-- start DATA LISTING --
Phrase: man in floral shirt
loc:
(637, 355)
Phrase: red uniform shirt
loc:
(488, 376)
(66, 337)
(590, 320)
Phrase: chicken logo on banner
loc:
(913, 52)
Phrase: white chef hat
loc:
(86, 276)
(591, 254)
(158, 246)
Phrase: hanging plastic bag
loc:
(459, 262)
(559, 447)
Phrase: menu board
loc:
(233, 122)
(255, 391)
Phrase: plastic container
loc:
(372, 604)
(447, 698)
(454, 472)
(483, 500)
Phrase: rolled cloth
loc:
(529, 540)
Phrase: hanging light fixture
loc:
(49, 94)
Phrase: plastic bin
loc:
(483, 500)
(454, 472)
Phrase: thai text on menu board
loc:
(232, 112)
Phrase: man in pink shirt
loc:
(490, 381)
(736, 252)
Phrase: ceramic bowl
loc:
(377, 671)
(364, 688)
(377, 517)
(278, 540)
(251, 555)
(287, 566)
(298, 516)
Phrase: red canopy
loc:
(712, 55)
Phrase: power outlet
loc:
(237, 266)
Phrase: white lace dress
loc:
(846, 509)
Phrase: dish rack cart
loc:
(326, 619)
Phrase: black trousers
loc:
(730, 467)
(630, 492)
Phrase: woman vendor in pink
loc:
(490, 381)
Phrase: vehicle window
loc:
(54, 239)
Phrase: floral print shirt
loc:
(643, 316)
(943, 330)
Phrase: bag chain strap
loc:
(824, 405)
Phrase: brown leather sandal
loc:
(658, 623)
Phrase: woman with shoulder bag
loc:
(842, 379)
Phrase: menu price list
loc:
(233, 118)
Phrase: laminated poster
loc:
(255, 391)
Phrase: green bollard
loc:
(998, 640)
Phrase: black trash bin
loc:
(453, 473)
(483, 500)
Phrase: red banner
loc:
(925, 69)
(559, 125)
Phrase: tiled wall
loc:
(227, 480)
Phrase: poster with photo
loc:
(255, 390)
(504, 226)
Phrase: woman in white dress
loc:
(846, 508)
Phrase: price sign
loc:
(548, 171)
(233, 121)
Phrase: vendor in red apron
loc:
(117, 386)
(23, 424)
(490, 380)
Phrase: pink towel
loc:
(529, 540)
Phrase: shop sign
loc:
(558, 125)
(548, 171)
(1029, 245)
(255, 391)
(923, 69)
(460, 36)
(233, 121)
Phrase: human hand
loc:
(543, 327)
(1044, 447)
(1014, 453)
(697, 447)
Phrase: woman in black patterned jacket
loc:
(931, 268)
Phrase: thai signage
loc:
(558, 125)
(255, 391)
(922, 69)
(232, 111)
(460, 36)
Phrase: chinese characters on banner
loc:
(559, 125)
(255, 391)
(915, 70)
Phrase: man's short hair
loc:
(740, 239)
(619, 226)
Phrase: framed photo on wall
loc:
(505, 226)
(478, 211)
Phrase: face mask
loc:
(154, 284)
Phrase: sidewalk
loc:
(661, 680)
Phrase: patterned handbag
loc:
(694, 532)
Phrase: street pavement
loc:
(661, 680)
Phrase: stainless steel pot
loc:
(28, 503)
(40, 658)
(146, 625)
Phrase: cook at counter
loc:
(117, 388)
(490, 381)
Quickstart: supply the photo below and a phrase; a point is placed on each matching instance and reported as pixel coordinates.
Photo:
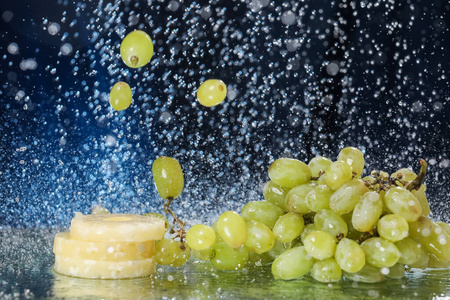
-- end DATA LISTING --
-- WRITTEN INSTRUCTION --
How many lines of the data above contain the word "banner"? Reply with the number only.

-- EXERCISE ANSWER --
3